• Passage given:
> Posted by Sushmita Meka, Bankable Frontier Associates

Goldilocks never took a bank loan, never had a credit card, and never got into debt. But if she had, her exposure to the fairy tale credit market would have been “just right.” She’s the lucky one. Across Africa, people living on the “cusp” of poverty – getting by on $2 to $5 dollars a day – are experiencing credit markets that are often either “too cold” or “too hot.”

In Ghana, Loretta works as a cook at a hotel in Kumasi. Her life is no fairy tale. Loretta says her job is OK, but the best time of her life was when she was running her own restaurant. For three years, she and her sister ran the business together. But when her father became sick, her sister went to care for him and the business went to the wall.

Loretta wants to start again. But a lack of available and affordable credit in Ghana prevents her from doing so. She’s lost the freedom that came with having her own disposable income. She can’t rebuild her business without a loan and she can’t afford a loan in Ghana’s frozen credit market.

In South Africa, Kenneth tells a very different story. Kenneth, was raised in a township and when he got his first job he was keen to transform his lifestyle. He worked for several years as a branch manager at a microfinance institution and recounted how he saw many of his customers in debt: “Every time I would go through someone’s statement, I would say ‘I don’t want to be in this position.’”

But what he feared happened all too soon. It started with a store card that he paid off every month. But once he received a credit rating, the credit offers started coming. “The more you are a good payer in South Africa, that’s where you get a lot of pre-approvals. And the credit limit as well, they increase the credit limit for you.” Before he knew it, Kenneth was in too deep, in South Africa’s “too hot” credit market.

• Required work:
1. Tally the lines of the listing that contain the string "banner" and give only the number.
2. Resume the credit-market post after its last sentence and keep writing it.
The credit-market post has no connection to the listing that follows it.

• Records for processing:
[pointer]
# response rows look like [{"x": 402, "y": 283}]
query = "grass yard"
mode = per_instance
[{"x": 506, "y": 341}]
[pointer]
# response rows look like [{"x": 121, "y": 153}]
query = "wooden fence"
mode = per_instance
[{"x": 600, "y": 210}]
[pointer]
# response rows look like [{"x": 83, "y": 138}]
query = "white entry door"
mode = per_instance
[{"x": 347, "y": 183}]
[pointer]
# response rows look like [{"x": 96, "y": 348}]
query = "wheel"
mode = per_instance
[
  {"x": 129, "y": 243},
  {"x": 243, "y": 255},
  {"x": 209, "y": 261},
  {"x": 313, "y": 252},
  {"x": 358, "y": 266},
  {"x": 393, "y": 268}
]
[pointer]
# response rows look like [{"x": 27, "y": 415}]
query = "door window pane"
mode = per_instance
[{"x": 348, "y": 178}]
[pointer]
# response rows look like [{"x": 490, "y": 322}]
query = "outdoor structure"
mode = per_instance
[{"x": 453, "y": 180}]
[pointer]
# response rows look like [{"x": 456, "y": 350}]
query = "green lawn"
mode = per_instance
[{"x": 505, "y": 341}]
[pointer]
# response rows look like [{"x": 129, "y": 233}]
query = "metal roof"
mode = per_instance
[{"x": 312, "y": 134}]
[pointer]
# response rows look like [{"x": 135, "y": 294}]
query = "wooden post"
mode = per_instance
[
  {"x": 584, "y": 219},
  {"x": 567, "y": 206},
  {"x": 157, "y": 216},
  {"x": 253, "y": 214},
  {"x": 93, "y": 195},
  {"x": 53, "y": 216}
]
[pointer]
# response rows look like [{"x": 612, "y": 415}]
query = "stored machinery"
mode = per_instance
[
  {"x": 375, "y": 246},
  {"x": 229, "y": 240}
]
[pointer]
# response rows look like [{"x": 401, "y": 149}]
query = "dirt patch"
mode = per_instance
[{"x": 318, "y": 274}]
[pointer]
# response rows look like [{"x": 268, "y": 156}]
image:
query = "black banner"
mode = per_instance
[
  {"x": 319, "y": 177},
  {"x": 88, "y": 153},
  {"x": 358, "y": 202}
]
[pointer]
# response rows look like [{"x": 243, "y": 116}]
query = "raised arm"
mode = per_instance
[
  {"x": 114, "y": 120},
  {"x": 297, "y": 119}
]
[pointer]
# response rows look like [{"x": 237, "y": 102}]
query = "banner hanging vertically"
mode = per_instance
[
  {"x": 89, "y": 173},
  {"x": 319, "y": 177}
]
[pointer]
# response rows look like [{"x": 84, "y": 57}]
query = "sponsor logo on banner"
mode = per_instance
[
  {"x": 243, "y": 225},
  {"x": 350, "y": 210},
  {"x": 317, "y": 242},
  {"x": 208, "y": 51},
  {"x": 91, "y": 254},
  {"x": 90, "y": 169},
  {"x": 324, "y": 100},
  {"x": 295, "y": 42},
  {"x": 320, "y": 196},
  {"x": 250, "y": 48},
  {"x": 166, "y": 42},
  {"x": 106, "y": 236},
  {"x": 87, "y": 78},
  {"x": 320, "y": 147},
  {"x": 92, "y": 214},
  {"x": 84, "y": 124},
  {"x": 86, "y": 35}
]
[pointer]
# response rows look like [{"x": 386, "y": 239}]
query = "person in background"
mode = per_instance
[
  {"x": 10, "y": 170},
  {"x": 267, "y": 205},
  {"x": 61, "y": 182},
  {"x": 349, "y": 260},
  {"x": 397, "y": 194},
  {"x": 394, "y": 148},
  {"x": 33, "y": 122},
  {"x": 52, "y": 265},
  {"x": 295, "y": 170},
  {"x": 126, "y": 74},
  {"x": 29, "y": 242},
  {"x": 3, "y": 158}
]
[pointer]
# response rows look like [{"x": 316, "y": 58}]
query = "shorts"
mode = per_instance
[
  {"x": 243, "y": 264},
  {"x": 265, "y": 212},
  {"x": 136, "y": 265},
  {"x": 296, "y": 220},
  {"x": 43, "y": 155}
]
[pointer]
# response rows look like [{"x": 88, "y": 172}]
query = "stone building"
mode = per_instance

• Answers in order:
1. 3

2.
These are the stories of just two of the 90 “cuspers” we interviewed in urban Ghana, South Africa and Kenya as part of our Credit on the Cusp project, which studied the credit experiences of those living on the cusp of poverty in the three countries. They represent the one in five Africans living on between $2 to $5 dollars a day. In Ghana, we found small businesses and entrepreneurs unable to borrow because of a lack of affordable credit and too little credit information sharing. Yet in South Africa, we found that full credit information sharing is not always beneficial to consumers on the cusp of poverty and the middle class.

Listen to respondents’ stories in this 9-minute audio piece.

As lending increases in more African markets, driven by digital innovations, how can credit be steered in a direction which supports and invigorates, leading to real value creation for lenders and borrowers?

In South Africa, there is much to learn about what not to do. In Johannesburg, we met countless “cuspers” that sought the markers of a middle class lifestyle by means of easy credit. For many, this first taste of credit came in the form of installment plans from furniture outlets or retail cards from ubiquitous retail stores.

But the true entry into the world of credit comes with a pay slip, which is accompanied by swift offers not only for retail credit, but for unsecured loans from commercial banks. The pay slip guarantees steady payments for private lenders who can tap salary payments immediately, leaving little risk to themselves.

Encouraged by African Bank, the first lender to successfully reach low income salaried employees with unsecured loans, other banks competed aggressively for the same segment. This clientele soon became an easy target for credit offers and automatic top-ups. But by 2013, this model had led to the collapse of African Bank, and a harsh wake-up call for other unsecured lenders which had begun competing on longer-term, larger loans too quickly and too soon. In effect, the credit market (by most measures the most sophisticated in sub-Saharan Africa) was scorching hot.

In Ghana, macroeconomic volatility has kept interest rates high (the Treasury Bill rate sits close to 25 percent), and lenders are wary of extending long-term credit. All but the luckiest (salaried employees or those that can provide hefty collateral guarantees) are relegated to traditional group-based micro-credit. Loans are hard to come by, and when it is on offer, amounts are small, short-term, and expensive. We heard of rates as high as 80 percent annually. The lack of an effective credit bureau means that borrowers must stick with one lender and slowly grow credit over time, limiting their ability to invest meaningful sums into enterprise.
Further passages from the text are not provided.